Texte étudié:
((
Pour le Gouvernement et le Peuple Rwandais les débats de la Conférence de Gisenyi doivent donc aboutir à :
— supprimer tout service commun qui n’est que source de fatigue et de conflits, ou simplement le refuge d’un néo-colonialisme aveugle, inhumain, d’ailleurs dépassé, ou constituerait un frein à un progrès plus important de l’un des partenaires.
La Conférence de Gisenyi doit cependant être guidée par un esprit fondamentalement positif, constructif. Ses débats doivent aboutir à maintenir et à réorganiser en conséquence tout service commun :
— dont l’utilité est réellement commune aux deux Gouvernements;
— que la Conférence pourra doter d’un statut qui fasse justice à tous les citoyens des deux Etats et dont le fonctionnement ne soit pas au départ de nos indépendances nationales ni une source automatique de conflits, ni un refuge facile pour des coloniaux attardés, démunis des compétences requises, ni un handicap dans cette partie du continent au renouvellement du régime économique.
))
Extrait source:
((
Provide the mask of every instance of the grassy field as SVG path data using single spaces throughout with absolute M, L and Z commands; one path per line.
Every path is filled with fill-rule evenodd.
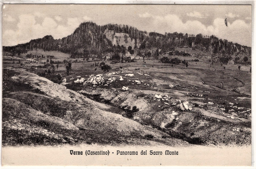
))
Énoncé 1: D'après le texte sur la Conférence de Gisenyi, par quel esprit cette conférence doit-elle être guidée ?
Énoncé 2: Recopiez le passage du texte sur la Conférence de Gisenyi qui va de « La Conférence de Gisenyi doit » jusqu'à « du régime économique. » inclus.

Corrigé 1: Par un esprit fondamentalement positif, constructif.

Corrigé 2:
La Conférence de Gisenyi doit cependant être guidée par un esprit fondamentalement positif, constructif. Ses débats doivent aboutir à maintenir et à réorganiser en conséquence tout service commun :
— dont l’utilité est réellement commune aux deux Gouvernements;
— que la Conférence pourra doter d’un statut qui fasse justice à tous les citoyens des deux Etats et dont le fonctionnement ne soit pas au départ de nos indépendances nationales ni une source automatique de conflits, ni un refuge facile pour des coloniaux attardés, démunis des compétences requises, ni un handicap dans cette partie du continent au renouvellement du régime économique.